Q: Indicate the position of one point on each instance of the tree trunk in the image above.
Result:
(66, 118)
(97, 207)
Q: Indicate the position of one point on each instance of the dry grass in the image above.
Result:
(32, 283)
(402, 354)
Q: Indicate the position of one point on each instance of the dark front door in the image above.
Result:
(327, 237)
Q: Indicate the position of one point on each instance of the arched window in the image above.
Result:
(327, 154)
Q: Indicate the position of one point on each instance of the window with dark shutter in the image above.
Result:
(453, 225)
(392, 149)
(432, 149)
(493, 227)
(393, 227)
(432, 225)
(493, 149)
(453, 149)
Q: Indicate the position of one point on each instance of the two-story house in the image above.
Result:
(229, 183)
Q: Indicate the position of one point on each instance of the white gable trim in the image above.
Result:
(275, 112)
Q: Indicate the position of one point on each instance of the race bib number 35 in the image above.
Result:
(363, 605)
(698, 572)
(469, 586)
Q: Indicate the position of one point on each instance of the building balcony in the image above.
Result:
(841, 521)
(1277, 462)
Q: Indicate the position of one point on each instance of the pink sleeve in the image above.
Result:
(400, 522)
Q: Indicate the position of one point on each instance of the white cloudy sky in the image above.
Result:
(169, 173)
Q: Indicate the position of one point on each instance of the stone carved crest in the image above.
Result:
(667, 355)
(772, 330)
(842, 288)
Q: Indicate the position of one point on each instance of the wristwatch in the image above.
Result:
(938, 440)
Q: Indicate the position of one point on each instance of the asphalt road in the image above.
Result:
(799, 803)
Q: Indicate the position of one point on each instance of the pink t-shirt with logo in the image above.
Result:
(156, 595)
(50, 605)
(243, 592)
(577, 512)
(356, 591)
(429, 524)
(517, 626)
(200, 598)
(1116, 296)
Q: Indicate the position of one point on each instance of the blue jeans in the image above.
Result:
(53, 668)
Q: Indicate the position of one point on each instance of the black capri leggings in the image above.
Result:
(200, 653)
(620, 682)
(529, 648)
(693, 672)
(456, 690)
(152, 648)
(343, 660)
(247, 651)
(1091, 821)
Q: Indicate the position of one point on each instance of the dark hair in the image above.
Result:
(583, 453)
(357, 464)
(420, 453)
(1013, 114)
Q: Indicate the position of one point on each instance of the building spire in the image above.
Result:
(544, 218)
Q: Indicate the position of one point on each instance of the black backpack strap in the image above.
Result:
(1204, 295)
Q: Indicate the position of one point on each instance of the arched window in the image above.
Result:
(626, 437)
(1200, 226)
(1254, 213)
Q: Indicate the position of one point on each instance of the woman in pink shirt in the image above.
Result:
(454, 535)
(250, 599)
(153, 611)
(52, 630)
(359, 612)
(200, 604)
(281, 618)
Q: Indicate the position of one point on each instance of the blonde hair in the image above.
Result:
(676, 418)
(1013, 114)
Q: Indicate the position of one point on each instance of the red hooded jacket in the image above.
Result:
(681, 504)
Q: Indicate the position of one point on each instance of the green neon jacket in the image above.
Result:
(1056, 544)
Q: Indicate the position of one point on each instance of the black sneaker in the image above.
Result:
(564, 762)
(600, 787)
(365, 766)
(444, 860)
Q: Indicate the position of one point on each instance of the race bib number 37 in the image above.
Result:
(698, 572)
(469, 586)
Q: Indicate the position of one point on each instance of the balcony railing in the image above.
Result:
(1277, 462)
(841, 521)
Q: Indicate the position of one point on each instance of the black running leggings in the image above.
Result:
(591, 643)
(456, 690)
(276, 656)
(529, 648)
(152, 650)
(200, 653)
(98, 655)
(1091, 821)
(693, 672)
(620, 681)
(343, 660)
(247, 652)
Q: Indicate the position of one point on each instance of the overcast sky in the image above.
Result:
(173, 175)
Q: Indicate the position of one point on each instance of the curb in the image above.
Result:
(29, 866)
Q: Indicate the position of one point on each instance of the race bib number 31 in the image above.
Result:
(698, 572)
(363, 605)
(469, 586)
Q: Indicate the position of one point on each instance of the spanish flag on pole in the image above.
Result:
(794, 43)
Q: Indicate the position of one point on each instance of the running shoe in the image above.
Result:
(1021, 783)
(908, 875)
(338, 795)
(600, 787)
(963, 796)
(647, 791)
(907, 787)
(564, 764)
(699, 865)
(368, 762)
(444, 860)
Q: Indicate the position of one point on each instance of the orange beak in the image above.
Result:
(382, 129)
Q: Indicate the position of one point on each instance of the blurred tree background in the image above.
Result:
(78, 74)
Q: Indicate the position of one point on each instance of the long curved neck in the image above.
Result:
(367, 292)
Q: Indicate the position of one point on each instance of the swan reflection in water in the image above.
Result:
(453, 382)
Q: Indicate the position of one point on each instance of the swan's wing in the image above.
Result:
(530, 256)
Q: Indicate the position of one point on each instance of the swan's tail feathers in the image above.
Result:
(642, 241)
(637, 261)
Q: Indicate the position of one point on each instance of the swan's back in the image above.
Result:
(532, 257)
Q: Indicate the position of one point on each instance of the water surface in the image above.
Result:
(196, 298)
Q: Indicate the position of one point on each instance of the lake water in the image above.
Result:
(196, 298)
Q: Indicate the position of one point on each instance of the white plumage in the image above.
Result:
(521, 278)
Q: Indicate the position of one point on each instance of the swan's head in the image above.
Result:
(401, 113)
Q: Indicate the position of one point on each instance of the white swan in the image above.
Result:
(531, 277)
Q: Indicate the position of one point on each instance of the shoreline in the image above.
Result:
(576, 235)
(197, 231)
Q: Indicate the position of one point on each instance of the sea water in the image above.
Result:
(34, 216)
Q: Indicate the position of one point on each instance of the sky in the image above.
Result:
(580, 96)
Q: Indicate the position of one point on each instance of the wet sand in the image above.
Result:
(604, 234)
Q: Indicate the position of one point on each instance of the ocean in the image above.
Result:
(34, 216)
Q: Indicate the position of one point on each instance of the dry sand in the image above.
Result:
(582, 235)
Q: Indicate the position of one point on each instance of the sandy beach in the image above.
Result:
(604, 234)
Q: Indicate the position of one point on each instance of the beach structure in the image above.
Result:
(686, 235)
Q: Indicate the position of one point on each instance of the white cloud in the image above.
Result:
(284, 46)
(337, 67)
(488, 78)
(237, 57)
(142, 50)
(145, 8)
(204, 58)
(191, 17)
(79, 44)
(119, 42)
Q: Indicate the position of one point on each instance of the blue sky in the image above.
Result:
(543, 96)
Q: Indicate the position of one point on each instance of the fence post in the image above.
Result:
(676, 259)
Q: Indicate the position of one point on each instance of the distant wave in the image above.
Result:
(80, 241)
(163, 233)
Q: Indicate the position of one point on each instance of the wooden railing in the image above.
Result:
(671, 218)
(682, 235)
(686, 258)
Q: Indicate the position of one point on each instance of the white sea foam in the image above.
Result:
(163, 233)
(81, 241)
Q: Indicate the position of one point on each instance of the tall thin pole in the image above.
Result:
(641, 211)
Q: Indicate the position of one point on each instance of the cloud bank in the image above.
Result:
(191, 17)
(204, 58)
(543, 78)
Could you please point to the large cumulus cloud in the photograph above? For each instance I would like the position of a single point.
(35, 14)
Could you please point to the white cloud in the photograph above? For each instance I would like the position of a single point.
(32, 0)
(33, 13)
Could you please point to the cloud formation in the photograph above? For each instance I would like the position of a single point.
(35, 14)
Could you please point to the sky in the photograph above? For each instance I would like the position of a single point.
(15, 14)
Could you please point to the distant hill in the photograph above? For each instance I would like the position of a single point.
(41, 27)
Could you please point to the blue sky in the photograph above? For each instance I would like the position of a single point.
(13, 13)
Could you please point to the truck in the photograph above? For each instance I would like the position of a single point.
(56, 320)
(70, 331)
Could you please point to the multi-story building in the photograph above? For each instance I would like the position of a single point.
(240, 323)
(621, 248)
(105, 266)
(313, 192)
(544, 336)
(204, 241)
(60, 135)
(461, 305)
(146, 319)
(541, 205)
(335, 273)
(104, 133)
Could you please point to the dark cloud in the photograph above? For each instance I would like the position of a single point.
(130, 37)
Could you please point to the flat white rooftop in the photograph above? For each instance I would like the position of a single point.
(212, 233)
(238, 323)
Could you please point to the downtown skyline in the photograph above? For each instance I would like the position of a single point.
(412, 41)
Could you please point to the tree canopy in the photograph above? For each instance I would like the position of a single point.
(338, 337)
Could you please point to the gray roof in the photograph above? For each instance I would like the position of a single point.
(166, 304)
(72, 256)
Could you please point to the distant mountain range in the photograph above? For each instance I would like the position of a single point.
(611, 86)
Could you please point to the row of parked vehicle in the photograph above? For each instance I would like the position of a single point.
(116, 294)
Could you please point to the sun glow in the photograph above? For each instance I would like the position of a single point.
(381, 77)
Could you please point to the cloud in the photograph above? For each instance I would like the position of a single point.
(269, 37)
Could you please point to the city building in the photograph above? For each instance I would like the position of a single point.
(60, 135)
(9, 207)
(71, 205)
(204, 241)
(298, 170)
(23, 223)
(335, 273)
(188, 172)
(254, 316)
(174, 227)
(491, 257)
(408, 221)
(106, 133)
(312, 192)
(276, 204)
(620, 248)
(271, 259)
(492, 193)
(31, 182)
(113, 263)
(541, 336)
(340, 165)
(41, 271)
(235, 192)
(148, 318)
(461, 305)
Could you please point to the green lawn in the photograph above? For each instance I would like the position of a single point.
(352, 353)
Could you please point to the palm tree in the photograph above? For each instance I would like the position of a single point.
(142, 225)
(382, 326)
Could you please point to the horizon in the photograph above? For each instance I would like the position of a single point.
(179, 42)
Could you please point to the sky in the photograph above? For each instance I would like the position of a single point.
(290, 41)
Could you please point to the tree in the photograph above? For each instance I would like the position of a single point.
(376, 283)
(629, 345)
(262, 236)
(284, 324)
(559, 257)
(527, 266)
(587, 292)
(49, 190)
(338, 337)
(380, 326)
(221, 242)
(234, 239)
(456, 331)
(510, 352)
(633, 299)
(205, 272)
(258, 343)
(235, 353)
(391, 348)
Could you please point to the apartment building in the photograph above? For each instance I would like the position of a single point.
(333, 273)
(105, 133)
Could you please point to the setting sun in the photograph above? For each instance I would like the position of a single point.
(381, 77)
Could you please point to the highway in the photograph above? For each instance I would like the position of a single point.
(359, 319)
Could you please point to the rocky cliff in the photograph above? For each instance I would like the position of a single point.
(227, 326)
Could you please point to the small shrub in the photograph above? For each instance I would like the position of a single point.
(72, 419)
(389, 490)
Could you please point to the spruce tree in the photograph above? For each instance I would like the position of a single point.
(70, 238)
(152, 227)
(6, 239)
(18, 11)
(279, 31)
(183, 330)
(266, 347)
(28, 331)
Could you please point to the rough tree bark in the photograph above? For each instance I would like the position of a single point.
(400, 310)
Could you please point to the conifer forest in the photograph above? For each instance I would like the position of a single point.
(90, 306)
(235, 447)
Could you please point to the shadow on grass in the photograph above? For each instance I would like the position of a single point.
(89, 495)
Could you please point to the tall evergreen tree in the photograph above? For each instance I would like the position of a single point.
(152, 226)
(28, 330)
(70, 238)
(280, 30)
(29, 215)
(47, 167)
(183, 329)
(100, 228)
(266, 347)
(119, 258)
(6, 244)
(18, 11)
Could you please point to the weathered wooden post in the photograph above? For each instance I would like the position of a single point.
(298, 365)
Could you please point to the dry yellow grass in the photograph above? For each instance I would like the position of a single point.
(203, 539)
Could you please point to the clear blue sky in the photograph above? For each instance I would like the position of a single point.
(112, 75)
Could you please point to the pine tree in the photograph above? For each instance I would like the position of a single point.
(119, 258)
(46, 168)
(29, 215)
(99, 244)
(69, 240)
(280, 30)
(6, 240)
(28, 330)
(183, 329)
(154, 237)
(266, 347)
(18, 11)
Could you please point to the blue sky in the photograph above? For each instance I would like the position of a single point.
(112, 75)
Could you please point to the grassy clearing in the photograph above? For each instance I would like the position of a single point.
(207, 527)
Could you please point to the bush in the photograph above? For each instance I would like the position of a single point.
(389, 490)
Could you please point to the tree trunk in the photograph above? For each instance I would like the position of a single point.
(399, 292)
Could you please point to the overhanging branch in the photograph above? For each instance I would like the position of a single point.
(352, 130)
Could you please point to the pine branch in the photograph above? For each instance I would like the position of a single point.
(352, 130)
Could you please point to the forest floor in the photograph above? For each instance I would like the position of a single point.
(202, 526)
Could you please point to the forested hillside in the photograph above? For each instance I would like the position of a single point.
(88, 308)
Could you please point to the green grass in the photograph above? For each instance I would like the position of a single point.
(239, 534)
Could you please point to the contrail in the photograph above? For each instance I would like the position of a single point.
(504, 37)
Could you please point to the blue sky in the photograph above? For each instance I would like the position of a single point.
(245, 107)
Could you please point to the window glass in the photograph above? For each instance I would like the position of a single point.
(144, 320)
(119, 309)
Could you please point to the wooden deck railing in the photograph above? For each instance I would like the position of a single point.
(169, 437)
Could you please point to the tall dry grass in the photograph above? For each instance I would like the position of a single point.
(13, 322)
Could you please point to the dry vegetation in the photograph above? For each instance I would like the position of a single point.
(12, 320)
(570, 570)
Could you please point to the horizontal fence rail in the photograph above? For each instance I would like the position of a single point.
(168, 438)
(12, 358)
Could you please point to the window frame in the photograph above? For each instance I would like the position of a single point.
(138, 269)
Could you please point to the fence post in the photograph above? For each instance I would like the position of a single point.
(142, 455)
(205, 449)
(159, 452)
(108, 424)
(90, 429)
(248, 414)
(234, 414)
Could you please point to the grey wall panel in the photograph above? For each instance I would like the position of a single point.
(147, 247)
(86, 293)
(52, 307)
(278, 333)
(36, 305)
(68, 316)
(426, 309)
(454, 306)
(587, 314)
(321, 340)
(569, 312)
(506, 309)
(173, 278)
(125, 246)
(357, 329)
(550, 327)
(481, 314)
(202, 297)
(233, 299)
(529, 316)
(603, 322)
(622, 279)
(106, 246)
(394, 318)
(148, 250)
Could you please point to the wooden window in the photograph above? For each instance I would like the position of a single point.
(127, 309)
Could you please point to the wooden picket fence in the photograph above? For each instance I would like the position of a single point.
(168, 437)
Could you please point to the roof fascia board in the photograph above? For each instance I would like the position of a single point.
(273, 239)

[Exercise prompt]: Find the string "balcony" in the data. Report each line it appears in.

[Written answer]:
Q: Indicate the position of one point on each instance of the building balcony in the image above.
Q: Indicate the position of one point on each instance of the balcony railing in the image above.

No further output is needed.